Exercise task 1 :: Restate the entries that follow the energy price cap text word for word, line by line.

begin Text to read

Over time, households will need to become accustomed to higher energy costs. However, since Ofgem’s confirmation of the price cap rise, which is now in effect, the Government has put forward a three-part support package worth £9.1 billion to help both lower and middle-income earners with the immediate adjustment. This includes: a £200 rebate on energy bills for all, to be paid back over the next five years at £40 per year from April 2023; a non-repayable £150 cash rebate for homes in Council Tax bands A-D, equivalent to 80 per cent of all households; and £144 million of discretionary funding for local authorities to support those not eligible for the council tax rebate.
While I appreciate your disappointment over Ofgem's decision, it was in reaction to the record rise in global gas prices. The energy price cap continues to insulate millions of customers from even higher bills, and by extending the energy price cap beyond 2023, the Government will be protecting 22 million households who are on default tariffs. Ofgem is also working to diversify our long-term sources of energy to protect customers from similar future price shocks.

end Text to read
begin Dataset records

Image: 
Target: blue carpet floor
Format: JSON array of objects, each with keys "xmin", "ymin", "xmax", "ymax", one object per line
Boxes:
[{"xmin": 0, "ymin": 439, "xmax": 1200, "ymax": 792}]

end Dataset records

Exercise task 2 :: Quote the energy price cap text from "Over time, households" to "council tax rebate.".

Full response 1 ::
Image: 
Target: blue carpet floor
Format: JSON array of objects, each with keys "xmin", "ymin", "xmax", "ymax", one object per line
Boxes:
[{"xmin": 0, "ymin": 439, "xmax": 1200, "ymax": 792}]

Full response 2 ::
Over time, households will need to become accustomed to higher energy costs. However, since Ofgem’s confirmation of the price cap rise, which is now in effect, the Government has put forward a three-part support package worth £9.1 billion to help both lower and middle-income earners with the immediate adjustment. This includes: a £200 rebate on energy bills for all, to be paid back over the next five years at £40 per year from April 2023; a non-repayable £150 cash rebate for homes in Council Tax bands A-D, equivalent to 80 per cent of all households; and £144 million of discretionary funding for local authorities to support those not eligible for the council tax rebate.